Return the following lines verbatim, each one unchanged and in its original order.

(Object location annotation data)
--

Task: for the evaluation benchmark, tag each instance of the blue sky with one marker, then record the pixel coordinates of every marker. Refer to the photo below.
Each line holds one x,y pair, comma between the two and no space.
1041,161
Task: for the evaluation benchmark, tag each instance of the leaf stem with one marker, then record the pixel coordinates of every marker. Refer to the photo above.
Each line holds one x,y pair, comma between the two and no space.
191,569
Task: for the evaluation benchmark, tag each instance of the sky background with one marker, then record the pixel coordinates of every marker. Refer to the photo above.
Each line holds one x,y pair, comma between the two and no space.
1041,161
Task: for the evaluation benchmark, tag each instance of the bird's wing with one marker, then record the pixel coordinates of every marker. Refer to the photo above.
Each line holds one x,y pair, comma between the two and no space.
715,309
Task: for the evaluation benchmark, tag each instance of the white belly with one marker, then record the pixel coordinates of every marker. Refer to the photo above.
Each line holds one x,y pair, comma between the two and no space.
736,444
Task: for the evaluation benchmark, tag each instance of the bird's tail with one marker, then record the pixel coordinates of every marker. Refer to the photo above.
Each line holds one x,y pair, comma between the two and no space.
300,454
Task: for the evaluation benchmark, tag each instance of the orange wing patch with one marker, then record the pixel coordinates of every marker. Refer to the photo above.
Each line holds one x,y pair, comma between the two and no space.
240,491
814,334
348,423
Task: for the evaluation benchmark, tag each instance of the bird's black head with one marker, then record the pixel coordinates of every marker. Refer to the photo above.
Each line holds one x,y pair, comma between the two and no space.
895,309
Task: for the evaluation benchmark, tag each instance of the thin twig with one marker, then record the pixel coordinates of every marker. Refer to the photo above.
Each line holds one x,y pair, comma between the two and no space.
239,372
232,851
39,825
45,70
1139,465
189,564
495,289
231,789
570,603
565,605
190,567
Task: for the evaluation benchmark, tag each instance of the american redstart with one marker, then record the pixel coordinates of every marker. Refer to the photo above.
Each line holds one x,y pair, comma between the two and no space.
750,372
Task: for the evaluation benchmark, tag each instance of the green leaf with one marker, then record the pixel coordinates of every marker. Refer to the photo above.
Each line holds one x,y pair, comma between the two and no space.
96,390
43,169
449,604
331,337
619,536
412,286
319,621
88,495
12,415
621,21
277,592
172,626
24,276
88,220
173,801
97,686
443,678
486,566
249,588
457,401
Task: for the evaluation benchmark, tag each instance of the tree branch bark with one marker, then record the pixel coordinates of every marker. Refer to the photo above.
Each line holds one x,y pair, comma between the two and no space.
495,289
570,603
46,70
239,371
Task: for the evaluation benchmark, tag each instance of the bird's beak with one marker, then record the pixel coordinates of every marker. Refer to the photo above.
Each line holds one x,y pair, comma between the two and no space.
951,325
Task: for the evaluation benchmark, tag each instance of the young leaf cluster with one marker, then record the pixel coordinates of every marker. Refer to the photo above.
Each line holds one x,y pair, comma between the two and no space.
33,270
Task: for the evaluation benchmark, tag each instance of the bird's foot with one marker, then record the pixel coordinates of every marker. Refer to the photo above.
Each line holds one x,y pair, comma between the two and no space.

--

*OUTPUT OF THE EXERCISE*.
Task: for the evaluation benchmark, tag each instance of the blue sky with one marker, then record the pixel coordinates of every marker. Refer to the photo below.
Each line holds one x,y pair, comma between the two and no space.
1041,161
Task: for the evaluation benchmark, tag each instance of the leaf stem with one marker, then record the pixel coordinates of every marker. Refer to the photo above.
Each line holds one x,y pair, comma between the two and no space.
191,569
Task: for the evaluation benchmark, tag each instance of the sky background with one marker, then record the pixel coordinates of every marker. Refer to the photo above.
Each line holds one x,y pair, comma between the two and no space.
1041,161
Task: for the evaluation benchmark, tag each instance of the bird's wing with one marker, then record the pixel coordinates of every marker. Refer to the photo above.
Each line holds one x,y pair, comma between the two and no space.
715,309
Task: for the evaluation benchmark, tag each instance of the white belly with one marker, then record the pixel coordinates of every marker. Refer to the photo above.
Each line holds one x,y pair, comma between the two and no space.
736,444
Task: for the evaluation benchmark, tag each instance of the bird's tail with one marker, then record the pixel coordinates of every marker. Refer to the photo above.
Each line holds one x,y pair, comma between the two and no space.
300,454
Task: for the evaluation benchmark, tag each instance of the orange wing patch with one marker, then record the pixel coordinates of every marker. Refer to the photo above.
Each line holds one x,y pair, comma between the two and no space.
240,491
814,334
348,423
Task: for the evaluation benchmark, tag each instance of the bird's black head with one marker, then record the pixel coordinates of every marker. Refer to the photo above.
Each line holds one x,y pair, comma between the two and no space.
895,309
Task: for the evaluation benchmark, tag each instance of the thin twig with one marker, then record the pixel coordinates of every marker. Refer to the photo above.
Each line holds one x,y pair, comma between the two and no space.
239,372
232,851
39,825
45,70
1139,465
189,564
495,289
231,789
570,603
565,605
190,567
Task: for the evaluation benchmark, tag each instance of the american redstart with one marker, then record the pixel coordinates of every marker. Refer to the photo above.
Each line holds one x,y pair, comma between the two and no space.
750,372
Task: for the evaluation benchmark, tag each instance of the green leaf with one marker, then record the pixel coordinates of every marker. Refer to the photo above.
Each line holds one x,y pair, comma between the two and no space.
96,390
43,169
449,604
331,337
619,536
412,286
319,621
88,495
12,415
621,21
277,592
172,626
24,276
88,220
173,801
97,686
443,678
486,566
249,588
457,401
Task: for the evaluation benchmark, tag each instance of the tree branch bark with one marker, then record the pixel coordinates of every marker. Refer to the photo above.
Each line holds one x,y pair, comma between the two and no space.
495,289
570,603
46,70
239,371
Task: for the evaluation benchmark, tag each instance of the bird's beak with one marker, then record the pixel coordinates of every marker. Refer to the photo above.
Each line holds one x,y pair, comma between the two and no space.
951,325
Task: for the evaluation benchmark, tag each instance of the young leaf cluster with one marker, then record the pixel coordinates of every marker. Refer to the photo above.
Each line holds one x,y pair, comma between the two and no space.
33,270
Task: for the evaluation benchmark, tag each instance of the bird's foot with one marker, then record the pixel coordinates of every marker. Refer to the photo above.
Each line holds one x,y pair, comma between the two and no space.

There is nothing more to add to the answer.